Page text
--------

Damian Shea, North Carolina State University; Fred Johnson, Research Wildlife Biologist, Southeast Ecological Science Center, USGS; and Mitch Eaton, Research Ecologist, SE Climate Science Center
Project Completion: September 2014. Phase I has now been completed. Phase II is now known as Climate Change Adaptation for Coastal National Wildlife Refuges.
Implements Science Theme: 2, 4 & 5
Coastal ecosystems in the eastern U.S. have been severely altered by processes associated with human development, including drainage of wetlands, changes in hydrology, land clearing, agricultural and forestry activity, and the construction of structures that “harden” the coast. Sea-level rise and the changing frequency of extreme events associated with climate change are now further degrading the capacity of those ecological and social systems to remain resilient. As custodians of ecological goods and services valued by society, coastal National Wildlife Refuges (NWRs) have an especially important role to play in helping socio-ecological systems adapt to global-change processes. To help refuges address this challenge, we articulated a two-track decision problem faced by coastal refuge managers. The first track focuses on efficient allocation of limited staff time and budgets for management of existing programs under the current refuge design. The second track recognizes the negative impacts of global-change processes on the ability to maintain societal values derived from the existing refuge configuration. Over the long term, refuge managers must decide when and where to acquire or protect new land/habitat to supplement or replace the existing refuge footprint to sustain values as the system evolves over time. Each track suggests a unique set of alternatives to represent differences in the identity of the decision maker(s) and in the spatial, temporal and governance scales of the decision problem. At a June 2014 workshop at the National Conservation Training Center (NCTC), we developed a prototype decision structure by describing how a hierarchical set of objectives and alternative actions can be used to explore the tradeoffs inherent in making short and long-term adaptation decisions. The prototype attempts to characterize a balance between decisions within the purview of the refuge itself and decisions made at higher organizational levels concerning reconfiguration of the refuge, which may be required to ensure the long-term persistence of societal values.

--------

What is expected
Reproduce the project summary on coastal wildlife refuge adaptation word for word, in full.

Data extracts
--------

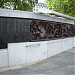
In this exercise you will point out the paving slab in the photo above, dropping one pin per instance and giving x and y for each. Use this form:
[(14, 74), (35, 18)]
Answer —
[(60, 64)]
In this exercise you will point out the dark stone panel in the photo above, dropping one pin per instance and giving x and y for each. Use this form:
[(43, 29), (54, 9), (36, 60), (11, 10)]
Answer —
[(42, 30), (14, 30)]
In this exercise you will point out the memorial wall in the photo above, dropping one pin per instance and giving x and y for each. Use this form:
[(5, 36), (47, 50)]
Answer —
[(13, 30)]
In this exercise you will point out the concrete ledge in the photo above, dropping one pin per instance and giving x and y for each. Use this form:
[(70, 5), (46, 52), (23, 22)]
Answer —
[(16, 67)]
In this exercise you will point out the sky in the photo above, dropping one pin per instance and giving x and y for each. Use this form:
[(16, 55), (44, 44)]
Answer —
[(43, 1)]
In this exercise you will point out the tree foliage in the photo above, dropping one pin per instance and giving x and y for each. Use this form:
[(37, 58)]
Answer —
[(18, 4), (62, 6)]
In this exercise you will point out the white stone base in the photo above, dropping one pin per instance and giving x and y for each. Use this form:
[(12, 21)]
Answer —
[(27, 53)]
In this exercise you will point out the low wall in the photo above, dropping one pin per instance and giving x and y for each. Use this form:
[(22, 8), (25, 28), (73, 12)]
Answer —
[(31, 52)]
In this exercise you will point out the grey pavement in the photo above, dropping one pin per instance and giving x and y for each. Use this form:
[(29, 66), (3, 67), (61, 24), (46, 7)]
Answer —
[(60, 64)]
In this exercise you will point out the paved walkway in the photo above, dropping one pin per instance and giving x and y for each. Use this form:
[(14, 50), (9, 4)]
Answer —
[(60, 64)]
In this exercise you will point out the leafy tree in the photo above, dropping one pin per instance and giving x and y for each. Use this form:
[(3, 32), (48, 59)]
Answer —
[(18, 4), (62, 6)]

--------

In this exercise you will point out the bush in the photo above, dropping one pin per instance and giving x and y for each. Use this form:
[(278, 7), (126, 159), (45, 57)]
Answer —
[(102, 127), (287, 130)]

--------

Output below
Damian Shea, North Carolina State University; Fred Johnson, Research Wildlife Biologist, Southeast Ecological Science Center, USGS; and Mitch Eaton, Research Ecologist, SE Climate Science Center
Project Completion: September 2014. Phase I has now been completed. Phase II is now known as Climate Change Adaptation for Coastal National Wildlife Refuges.
Implements Science Theme: 2, 4 & 5
Coastal ecosystems in the eastern U.S. have been severely altered by processes associated with human development, including drainage of wetlands, changes in hydrology, land clearing, agricultural and forestry activity, and the construction of structures that “harden” the coast. Sea-level rise and the changing frequency of extreme events associated with climate change are now further degrading the capacity of those ecological and social systems to remain resilient. As custodians of ecological goods and services valued by society, coastal National Wildlife Refuges (NWRs) have an especially important role to play in helping socio-ecological systems adapt to global-change processes. To help refuges address this challenge, we articulated a two-track decision problem faced by coastal refuge managers. The first track focuses on efficient allocation of limited staff time and budgets for management of existing programs under the current refuge design. The second track recognizes the negative impacts of global-change processes on the ability to maintain societal values derived from the existing refuge configuration. Over the long term, refuge managers must decide when and where to acquire or protect new land/habitat to supplement or replace the existing refuge footprint to sustain values as the system evolves over time. Each track suggests a unique set of alternatives to represent differences in the identity of the decision maker(s) and in the spatial, temporal and governance scales of the decision problem. At a June 2014 workshop at the National Conservation Training Center (NCTC), we developed a prototype decision structure by describing how a hierarchical set of objectives and alternative actions can be used to explore the tradeoffs inherent in making short and long-term adaptation decisions. The prototype attempts to characterize a balance between decisions within the purview of the refuge itself and decisions made at higher organizational levels concerning reconfiguration of the refuge, which may be required to ensure the long-term persistence of societal values.